● **Stored entries**:
════════

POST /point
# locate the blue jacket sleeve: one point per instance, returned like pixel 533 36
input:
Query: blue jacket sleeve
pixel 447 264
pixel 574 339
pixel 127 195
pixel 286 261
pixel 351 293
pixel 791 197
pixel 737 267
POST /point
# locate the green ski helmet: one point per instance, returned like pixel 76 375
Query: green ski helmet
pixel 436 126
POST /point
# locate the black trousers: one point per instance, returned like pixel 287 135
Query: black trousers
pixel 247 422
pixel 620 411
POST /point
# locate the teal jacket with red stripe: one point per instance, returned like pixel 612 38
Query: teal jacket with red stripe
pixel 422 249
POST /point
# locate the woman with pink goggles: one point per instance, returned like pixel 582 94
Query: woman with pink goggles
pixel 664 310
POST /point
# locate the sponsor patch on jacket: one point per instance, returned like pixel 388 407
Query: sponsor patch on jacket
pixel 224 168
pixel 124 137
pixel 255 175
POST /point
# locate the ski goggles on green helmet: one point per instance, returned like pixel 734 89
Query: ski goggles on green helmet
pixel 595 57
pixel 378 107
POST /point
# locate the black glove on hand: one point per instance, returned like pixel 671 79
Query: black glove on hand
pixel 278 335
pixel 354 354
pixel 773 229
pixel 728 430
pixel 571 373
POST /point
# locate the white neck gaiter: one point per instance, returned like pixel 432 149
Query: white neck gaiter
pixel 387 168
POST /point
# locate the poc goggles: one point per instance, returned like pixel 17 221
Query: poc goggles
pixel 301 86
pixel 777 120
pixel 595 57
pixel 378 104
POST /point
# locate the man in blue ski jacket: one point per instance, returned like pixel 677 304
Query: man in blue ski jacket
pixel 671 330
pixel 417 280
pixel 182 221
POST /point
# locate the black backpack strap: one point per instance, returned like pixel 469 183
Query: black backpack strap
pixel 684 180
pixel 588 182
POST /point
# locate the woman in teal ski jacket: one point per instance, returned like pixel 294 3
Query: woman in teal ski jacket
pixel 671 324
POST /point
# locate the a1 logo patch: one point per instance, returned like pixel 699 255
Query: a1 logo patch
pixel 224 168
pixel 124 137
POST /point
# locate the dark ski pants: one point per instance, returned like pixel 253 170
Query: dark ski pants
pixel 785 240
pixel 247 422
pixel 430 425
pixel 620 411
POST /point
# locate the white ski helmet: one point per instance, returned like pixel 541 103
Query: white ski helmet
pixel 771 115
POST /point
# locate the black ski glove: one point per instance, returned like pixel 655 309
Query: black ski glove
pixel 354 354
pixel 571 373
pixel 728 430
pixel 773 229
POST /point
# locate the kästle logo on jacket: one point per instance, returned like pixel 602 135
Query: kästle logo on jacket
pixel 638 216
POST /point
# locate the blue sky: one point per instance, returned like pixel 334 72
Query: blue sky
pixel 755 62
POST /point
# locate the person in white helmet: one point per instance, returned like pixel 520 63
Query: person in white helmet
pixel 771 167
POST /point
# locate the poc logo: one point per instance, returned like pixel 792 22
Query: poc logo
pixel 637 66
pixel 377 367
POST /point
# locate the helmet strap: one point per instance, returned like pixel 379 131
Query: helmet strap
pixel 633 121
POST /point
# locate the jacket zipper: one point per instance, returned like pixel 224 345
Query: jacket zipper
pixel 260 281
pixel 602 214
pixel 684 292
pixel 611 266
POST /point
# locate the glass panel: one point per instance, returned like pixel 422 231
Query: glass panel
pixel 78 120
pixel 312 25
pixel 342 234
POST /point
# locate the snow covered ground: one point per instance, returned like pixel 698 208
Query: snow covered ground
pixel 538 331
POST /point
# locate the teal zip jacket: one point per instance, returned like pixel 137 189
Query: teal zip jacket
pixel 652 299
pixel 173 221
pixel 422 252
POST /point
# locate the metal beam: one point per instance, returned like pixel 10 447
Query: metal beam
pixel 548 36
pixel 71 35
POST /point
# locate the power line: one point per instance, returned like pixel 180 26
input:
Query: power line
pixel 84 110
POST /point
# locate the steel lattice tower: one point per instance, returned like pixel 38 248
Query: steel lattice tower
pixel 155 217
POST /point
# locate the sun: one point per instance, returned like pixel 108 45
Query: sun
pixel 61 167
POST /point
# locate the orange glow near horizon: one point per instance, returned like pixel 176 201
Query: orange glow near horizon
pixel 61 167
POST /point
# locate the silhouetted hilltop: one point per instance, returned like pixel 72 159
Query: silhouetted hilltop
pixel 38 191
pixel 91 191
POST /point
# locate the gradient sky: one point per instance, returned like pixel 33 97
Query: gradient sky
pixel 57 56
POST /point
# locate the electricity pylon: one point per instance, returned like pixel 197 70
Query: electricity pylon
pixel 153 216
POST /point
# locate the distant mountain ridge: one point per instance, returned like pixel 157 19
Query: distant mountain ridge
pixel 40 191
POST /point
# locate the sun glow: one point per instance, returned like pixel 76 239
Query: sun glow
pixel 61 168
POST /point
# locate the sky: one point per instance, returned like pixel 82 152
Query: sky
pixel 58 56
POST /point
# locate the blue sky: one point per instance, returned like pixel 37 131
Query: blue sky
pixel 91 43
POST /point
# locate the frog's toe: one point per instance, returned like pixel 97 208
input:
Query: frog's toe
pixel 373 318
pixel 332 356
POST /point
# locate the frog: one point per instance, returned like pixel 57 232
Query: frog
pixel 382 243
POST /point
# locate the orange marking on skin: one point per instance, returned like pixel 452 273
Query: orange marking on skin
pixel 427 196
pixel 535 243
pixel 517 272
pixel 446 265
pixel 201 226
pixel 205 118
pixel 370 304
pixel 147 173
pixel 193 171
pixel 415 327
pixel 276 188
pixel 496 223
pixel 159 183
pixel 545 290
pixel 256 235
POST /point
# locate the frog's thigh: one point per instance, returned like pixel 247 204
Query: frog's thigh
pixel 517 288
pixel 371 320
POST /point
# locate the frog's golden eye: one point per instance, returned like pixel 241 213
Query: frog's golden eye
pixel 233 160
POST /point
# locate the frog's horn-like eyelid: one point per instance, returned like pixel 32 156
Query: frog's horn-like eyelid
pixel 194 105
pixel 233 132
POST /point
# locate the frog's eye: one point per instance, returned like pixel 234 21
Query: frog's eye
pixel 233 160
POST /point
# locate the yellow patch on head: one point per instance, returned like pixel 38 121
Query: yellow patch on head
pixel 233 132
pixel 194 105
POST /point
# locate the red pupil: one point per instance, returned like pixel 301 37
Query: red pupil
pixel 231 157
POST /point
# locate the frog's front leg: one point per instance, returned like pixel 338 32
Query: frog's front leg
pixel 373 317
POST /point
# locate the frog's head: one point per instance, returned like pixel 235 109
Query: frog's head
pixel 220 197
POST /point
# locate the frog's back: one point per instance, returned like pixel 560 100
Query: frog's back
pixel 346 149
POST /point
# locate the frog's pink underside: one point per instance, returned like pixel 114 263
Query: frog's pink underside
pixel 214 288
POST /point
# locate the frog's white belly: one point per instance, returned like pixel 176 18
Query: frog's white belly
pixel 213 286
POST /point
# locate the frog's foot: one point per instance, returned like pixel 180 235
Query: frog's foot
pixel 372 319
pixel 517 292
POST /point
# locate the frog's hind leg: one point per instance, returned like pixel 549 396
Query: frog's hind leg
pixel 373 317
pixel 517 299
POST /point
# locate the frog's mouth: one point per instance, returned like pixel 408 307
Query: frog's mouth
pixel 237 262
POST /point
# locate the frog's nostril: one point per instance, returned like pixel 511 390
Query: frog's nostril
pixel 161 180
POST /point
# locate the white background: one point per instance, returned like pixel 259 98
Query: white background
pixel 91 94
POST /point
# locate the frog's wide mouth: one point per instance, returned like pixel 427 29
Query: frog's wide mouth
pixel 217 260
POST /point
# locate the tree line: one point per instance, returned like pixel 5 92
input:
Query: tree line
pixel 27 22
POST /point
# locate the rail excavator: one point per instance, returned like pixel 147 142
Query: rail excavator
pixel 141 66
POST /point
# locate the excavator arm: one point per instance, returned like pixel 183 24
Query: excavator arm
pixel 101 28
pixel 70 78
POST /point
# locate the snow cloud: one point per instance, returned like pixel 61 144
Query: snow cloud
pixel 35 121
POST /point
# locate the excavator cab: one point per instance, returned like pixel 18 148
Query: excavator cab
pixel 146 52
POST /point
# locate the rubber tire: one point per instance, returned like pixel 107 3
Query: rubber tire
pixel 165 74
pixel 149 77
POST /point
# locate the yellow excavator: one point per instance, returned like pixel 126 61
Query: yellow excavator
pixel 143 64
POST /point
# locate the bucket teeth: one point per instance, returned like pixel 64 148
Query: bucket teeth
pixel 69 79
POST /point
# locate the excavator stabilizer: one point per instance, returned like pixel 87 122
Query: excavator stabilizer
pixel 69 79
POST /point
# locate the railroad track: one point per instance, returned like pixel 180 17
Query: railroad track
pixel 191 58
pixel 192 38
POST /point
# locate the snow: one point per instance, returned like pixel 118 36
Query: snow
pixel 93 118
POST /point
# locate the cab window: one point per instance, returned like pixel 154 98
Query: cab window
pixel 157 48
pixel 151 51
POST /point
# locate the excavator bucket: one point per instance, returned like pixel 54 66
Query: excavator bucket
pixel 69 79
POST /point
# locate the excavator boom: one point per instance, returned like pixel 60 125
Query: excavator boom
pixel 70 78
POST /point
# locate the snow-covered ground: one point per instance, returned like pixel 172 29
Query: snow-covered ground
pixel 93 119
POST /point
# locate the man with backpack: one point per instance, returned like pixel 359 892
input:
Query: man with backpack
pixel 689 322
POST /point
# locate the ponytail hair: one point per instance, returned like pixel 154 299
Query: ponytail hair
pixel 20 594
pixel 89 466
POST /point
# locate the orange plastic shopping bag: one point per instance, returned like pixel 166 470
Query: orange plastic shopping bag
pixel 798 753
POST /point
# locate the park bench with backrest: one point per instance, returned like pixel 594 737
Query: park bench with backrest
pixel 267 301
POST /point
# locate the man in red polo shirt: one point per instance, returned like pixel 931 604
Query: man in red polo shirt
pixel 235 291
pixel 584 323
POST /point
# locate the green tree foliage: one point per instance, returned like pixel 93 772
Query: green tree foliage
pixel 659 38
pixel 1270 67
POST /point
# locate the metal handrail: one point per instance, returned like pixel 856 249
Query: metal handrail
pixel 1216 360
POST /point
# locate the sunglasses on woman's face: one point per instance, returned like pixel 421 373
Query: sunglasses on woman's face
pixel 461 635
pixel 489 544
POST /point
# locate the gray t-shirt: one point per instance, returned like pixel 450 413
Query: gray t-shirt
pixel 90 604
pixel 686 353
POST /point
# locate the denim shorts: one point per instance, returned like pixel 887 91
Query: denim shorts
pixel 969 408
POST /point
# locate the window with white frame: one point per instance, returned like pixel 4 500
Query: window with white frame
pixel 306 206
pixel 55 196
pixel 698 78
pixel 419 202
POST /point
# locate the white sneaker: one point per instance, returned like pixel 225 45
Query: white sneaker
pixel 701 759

════════

● **Problem details**: Identify every line of the material above that contains the word "tree" and copy those lines.

● **Completed task**:
# locate the tree line: one point per instance, returned like pixel 5 92
Query: tree line
# locate the green tree foliage: one point per instance, returned like pixel 93 772
Query: green tree foliage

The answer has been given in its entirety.